PROBLEM STATEMENT:
Take the line that contains "Here's a bet: you won't be able to pinpoint the overgrown" as the first line and the final line of the records as the last; return exactly those lines and the lines between.

========

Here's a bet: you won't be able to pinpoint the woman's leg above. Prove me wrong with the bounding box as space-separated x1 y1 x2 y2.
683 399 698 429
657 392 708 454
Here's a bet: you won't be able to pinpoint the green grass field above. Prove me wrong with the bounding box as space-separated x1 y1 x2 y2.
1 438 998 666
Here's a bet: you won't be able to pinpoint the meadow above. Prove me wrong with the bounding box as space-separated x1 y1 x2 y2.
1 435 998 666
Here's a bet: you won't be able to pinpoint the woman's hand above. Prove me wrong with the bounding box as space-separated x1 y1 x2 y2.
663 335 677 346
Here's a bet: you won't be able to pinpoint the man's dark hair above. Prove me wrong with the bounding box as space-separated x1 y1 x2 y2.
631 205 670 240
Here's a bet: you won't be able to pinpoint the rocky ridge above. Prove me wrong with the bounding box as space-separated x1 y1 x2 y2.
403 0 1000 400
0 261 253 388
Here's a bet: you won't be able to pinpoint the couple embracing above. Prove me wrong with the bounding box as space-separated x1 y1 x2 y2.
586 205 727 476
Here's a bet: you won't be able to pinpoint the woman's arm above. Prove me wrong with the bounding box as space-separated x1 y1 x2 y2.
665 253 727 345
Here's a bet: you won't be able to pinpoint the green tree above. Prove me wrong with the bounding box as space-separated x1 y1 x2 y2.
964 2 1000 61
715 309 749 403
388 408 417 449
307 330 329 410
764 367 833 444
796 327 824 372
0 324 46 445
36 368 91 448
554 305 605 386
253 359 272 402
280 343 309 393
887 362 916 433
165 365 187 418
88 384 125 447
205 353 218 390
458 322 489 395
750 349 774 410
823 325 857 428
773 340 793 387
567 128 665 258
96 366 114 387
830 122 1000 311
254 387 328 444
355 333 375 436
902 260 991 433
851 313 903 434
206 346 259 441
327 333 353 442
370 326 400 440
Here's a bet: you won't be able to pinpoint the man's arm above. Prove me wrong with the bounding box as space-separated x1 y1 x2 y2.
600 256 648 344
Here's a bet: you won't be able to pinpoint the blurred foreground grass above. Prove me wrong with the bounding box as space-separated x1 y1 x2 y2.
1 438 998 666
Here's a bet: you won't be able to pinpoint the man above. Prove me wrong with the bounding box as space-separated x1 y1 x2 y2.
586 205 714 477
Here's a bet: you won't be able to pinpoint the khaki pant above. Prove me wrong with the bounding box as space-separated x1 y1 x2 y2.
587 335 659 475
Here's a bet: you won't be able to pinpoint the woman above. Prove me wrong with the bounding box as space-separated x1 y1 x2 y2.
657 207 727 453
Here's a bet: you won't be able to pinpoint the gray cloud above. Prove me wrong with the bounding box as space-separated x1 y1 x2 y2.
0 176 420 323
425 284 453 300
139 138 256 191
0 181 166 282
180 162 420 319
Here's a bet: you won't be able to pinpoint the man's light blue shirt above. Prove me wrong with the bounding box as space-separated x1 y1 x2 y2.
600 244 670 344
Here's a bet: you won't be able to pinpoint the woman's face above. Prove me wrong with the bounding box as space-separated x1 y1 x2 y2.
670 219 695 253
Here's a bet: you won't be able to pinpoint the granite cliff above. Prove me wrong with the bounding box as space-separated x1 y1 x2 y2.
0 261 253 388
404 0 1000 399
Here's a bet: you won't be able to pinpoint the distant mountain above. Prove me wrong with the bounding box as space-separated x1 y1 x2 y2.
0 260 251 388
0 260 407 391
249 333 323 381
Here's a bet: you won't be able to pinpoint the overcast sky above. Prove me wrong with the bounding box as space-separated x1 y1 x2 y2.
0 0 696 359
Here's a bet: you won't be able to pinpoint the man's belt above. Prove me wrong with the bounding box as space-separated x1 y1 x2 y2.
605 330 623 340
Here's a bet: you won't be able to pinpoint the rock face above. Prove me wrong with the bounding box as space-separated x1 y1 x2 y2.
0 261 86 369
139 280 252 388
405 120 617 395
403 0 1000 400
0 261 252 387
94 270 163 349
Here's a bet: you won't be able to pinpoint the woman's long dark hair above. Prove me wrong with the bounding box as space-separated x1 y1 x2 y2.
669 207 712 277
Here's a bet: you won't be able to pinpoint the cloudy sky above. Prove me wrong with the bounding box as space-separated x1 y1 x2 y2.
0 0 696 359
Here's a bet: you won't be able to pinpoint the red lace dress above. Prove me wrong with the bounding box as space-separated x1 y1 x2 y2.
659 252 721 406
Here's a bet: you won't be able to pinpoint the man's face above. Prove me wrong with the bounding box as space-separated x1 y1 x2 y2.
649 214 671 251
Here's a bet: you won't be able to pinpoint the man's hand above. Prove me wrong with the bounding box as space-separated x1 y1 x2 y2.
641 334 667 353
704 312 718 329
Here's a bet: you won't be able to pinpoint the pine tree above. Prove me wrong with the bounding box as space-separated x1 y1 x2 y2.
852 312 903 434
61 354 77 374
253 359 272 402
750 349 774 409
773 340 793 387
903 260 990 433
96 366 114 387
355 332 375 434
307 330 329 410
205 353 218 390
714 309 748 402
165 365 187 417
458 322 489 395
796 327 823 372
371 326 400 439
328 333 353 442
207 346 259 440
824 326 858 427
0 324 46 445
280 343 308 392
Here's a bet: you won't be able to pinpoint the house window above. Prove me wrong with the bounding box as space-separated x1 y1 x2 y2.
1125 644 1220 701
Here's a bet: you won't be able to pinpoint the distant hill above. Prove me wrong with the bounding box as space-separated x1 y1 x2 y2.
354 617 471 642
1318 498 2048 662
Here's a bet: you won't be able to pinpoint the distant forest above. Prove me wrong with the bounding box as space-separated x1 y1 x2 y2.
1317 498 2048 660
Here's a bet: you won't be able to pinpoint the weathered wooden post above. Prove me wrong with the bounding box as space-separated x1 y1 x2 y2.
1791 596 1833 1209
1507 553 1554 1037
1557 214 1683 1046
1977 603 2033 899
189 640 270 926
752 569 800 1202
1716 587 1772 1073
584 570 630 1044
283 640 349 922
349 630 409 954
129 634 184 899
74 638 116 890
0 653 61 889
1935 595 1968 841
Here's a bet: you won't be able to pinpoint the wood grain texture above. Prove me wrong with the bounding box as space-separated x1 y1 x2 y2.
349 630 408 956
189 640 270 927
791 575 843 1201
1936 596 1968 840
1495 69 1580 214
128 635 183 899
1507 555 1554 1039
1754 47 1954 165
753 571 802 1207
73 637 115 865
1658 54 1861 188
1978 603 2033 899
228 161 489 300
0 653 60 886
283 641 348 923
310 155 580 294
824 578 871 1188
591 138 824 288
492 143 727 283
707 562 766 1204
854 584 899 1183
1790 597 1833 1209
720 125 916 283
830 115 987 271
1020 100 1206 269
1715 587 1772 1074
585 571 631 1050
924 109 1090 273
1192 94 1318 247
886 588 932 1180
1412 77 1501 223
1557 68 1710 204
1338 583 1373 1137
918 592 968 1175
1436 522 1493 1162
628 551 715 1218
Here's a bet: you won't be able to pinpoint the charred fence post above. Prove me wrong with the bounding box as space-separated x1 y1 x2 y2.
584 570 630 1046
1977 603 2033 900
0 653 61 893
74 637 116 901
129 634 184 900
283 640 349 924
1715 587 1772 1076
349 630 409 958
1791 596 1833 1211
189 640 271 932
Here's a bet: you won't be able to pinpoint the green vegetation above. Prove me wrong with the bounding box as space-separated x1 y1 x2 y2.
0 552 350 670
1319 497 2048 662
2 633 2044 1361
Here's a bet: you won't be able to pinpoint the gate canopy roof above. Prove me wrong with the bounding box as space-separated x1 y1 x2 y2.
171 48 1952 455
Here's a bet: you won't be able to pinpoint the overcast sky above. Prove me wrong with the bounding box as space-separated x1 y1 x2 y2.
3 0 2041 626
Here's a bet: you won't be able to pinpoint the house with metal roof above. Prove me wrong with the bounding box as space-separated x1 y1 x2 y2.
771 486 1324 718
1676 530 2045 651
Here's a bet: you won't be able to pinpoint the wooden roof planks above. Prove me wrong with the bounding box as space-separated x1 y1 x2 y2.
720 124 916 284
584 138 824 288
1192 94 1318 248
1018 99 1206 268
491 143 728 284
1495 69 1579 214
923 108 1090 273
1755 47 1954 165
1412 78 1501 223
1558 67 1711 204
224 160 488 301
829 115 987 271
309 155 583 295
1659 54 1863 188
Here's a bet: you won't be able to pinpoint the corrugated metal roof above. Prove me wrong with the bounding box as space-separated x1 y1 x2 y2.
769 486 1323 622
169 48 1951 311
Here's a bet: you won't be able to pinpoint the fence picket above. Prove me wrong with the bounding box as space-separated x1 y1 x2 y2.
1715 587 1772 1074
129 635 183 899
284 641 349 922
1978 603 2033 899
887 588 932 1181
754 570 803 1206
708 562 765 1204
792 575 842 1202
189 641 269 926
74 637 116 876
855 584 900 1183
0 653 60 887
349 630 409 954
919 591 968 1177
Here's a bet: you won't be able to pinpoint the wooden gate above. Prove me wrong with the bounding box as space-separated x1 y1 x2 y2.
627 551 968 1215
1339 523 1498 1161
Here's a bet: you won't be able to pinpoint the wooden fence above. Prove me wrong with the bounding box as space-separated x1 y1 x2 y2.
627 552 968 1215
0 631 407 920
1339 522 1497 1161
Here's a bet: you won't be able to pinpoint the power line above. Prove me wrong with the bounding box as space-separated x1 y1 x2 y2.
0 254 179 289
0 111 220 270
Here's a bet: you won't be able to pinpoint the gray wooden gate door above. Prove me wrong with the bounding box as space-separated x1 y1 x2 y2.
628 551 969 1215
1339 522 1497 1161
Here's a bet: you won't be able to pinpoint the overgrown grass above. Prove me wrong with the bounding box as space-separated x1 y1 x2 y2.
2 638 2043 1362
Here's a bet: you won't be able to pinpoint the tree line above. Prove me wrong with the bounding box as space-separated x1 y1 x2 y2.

========

RESULT OF THIS TASK:
Here's a bet: you won't be able to pinpoint the overgrown grass above. Prove me wrong with the bounding box as space-separated x1 y1 x2 y2.
2 638 2043 1362
Here's a bet: you won't be able to pinpoint the tree line above. Prove me wrong with the bounding box as space-separated x1 y1 x2 y2.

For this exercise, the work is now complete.